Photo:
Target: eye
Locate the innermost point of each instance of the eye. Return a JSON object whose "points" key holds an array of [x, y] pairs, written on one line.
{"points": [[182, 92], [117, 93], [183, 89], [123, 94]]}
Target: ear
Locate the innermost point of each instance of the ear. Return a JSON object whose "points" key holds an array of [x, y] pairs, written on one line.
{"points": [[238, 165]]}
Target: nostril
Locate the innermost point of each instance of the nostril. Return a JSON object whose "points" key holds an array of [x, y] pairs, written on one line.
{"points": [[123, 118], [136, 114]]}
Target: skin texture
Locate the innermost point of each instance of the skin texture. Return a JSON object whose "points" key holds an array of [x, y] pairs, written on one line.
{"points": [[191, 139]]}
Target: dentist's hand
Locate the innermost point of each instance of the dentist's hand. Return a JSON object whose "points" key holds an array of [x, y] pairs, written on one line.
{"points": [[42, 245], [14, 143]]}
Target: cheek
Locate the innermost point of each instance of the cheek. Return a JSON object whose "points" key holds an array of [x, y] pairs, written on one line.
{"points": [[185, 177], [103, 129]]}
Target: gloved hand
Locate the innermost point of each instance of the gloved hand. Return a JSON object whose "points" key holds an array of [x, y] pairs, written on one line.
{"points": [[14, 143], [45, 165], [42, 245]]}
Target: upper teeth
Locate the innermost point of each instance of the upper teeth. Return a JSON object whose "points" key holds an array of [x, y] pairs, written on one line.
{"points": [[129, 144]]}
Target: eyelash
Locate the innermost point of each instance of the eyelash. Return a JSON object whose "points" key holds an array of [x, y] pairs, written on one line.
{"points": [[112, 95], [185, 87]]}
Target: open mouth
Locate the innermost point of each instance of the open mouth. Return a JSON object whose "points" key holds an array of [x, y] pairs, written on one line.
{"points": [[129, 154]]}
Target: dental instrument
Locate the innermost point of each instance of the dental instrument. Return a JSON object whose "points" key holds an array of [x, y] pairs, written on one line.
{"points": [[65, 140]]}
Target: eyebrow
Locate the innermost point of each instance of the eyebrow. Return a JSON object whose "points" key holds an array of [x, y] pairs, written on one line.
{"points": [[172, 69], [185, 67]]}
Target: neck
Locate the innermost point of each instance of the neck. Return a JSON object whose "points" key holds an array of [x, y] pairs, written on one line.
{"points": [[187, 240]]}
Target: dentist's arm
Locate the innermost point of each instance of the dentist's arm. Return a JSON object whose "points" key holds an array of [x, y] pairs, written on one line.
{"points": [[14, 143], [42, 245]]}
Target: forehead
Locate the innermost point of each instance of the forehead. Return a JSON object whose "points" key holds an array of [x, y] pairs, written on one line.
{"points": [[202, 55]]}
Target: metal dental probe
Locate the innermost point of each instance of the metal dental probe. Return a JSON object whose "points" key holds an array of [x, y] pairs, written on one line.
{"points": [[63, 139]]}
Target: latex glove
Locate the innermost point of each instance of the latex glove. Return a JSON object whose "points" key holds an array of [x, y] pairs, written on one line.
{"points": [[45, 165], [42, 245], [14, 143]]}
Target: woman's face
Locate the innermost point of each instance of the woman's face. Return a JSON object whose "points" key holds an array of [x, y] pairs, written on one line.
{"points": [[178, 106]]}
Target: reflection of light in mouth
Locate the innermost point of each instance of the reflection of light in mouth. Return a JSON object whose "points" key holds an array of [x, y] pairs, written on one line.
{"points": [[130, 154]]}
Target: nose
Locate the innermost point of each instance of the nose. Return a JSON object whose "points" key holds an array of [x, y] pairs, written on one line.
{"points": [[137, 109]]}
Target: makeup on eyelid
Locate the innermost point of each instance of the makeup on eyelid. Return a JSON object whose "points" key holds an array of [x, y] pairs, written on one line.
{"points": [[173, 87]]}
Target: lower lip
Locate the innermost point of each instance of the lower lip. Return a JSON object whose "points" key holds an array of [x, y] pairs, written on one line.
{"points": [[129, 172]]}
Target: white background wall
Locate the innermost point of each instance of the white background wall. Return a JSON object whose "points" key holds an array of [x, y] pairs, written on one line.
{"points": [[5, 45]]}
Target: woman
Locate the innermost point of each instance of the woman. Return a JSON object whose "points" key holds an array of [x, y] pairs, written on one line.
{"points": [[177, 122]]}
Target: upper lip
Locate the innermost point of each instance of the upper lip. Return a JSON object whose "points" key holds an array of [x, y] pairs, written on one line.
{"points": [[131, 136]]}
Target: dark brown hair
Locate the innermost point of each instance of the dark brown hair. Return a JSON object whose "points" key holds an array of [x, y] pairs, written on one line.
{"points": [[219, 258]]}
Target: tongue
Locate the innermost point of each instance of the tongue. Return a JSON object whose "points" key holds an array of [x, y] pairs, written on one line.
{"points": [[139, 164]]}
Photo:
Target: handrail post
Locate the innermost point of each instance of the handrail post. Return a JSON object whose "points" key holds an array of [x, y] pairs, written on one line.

★ ★ ★ ★ ★

**What is expected**
Reproduce the lines word for word, starting at the one holding "Target: upper lip" and ending at the final line of the material above.

**Response below**
Target: upper lip
Locate the innermost point of each instance of the upper lip. Return a JSON object whose "points" key holds an array of [x, y] pairs, written on one line.
{"points": [[131, 136]]}
Target: dark brown hair
Locate the innermost point of each instance of the dark brown hair. Return a JSON object whose "points" key holds an array of [x, y] pairs, written on one line.
{"points": [[219, 258]]}
Target: tongue
Locate the innermost point of each instance of the tongue. Return a JSON object whose "points" key holds an array of [x, y] pairs, written on one line.
{"points": [[139, 164]]}
Photo:
Target: handrail post
Locate the innermost point of each instance of the handrail post. Return a JSON object whose "points" key holds an array of [x, y] pairs, written on one line.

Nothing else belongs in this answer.